*** Opening SUPPLIED DATA ***

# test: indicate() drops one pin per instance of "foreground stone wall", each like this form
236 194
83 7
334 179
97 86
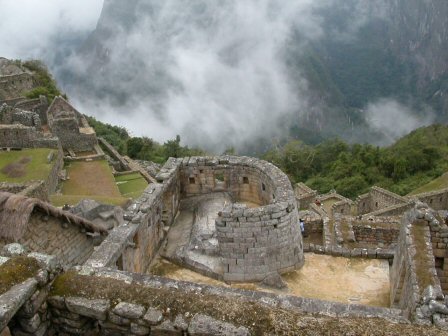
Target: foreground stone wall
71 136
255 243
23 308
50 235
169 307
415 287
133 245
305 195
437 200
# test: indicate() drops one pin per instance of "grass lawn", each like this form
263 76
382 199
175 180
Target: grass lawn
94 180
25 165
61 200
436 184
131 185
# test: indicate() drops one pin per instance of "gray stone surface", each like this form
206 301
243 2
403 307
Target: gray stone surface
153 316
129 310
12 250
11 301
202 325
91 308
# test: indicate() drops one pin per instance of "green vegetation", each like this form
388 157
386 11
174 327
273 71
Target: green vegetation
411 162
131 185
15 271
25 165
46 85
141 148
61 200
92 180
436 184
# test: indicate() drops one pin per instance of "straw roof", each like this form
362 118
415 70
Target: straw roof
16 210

*** Closing SUPPLIED DATA ***
*** Opening SUPPLIED DATA ***

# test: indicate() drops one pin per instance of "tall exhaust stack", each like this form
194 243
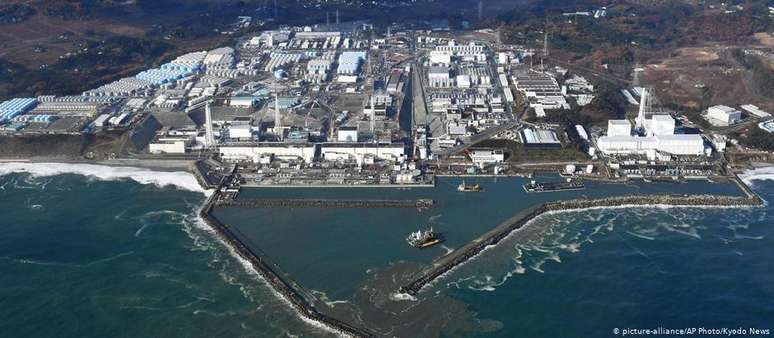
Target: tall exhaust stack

*** Closing SUPPLIED DATA ***

■ EXERCISE REQUIREMENTS
For each line of the listing that holds the word "stack", show that line.

■ OUTPUT FOR THIS TASK
# test: indicate() drops one pin per instance of "tall exhaust stack", each like this form
Target: tall exhaust stack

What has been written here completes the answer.